*EXERCISE PROMPT*.
Give back, word for word, the line that contains "Target: foam on water" and every line that follows it in the data below.

*EXERCISE INPUT*.

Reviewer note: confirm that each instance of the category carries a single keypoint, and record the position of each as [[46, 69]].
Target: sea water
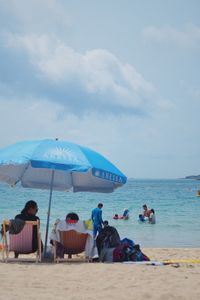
[[175, 203]]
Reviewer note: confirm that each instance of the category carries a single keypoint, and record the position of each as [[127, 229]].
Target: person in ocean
[[97, 219], [146, 211], [116, 216], [152, 217], [126, 213]]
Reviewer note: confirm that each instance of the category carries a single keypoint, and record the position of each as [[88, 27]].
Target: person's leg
[[95, 230]]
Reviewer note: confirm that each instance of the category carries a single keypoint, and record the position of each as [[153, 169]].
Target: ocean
[[175, 203]]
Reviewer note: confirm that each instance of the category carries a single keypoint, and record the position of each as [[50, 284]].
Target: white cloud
[[97, 71], [188, 37]]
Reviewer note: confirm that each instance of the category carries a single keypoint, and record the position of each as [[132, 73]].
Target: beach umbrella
[[58, 165]]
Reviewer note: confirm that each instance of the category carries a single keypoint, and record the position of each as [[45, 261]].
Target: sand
[[80, 280]]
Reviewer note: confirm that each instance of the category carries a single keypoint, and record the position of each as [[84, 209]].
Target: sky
[[119, 76]]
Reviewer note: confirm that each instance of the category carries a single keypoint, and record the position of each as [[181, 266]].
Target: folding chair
[[73, 242], [21, 243]]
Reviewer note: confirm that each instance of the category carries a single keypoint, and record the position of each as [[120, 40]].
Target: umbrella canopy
[[58, 165], [75, 167]]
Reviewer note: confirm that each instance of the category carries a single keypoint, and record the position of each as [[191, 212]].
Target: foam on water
[[176, 205]]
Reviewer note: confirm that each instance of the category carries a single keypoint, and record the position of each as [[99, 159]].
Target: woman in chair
[[28, 213]]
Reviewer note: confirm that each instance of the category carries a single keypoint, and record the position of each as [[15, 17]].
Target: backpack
[[107, 238], [138, 255]]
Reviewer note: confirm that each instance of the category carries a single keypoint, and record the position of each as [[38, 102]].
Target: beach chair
[[73, 242], [21, 243]]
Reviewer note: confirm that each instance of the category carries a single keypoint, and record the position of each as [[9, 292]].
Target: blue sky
[[121, 77]]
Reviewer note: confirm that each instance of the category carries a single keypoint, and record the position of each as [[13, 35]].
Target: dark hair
[[72, 216], [29, 204]]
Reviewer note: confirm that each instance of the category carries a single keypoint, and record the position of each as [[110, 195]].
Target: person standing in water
[[152, 217], [146, 212]]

*YOUR RESPONSE*.
Target: foam on water
[[176, 205]]
Reviewer note: confirm that each instance of the category carries a single keypoint, and record the position of each as [[99, 159]].
Target: woman in chair
[[28, 213]]
Reviewer note: confirm that each instance of the category carries a single keypoint, and record the position of each as [[15, 17]].
Target: backpack
[[107, 238], [138, 255]]
Reviewer note: confirm that each instance of the category carries a single keypoint, and record the position of each as [[38, 102]].
Target: beach chair
[[73, 242], [21, 243]]
Reviewer note: confirm that each instance of the category carries a single keypoint, and record the position of each as [[9, 292]].
Target: blue sky
[[121, 77]]
Reviewer note: confirm that each instance of the category carries a single keypoint, and record the position of each as [[13, 35]].
Target: dark hair
[[72, 216], [29, 204]]
Reviewer note: confirm that each instance of the category carries a single keypoint, and record the position of each as [[110, 195]].
Target: person standing in water
[[152, 217], [146, 212]]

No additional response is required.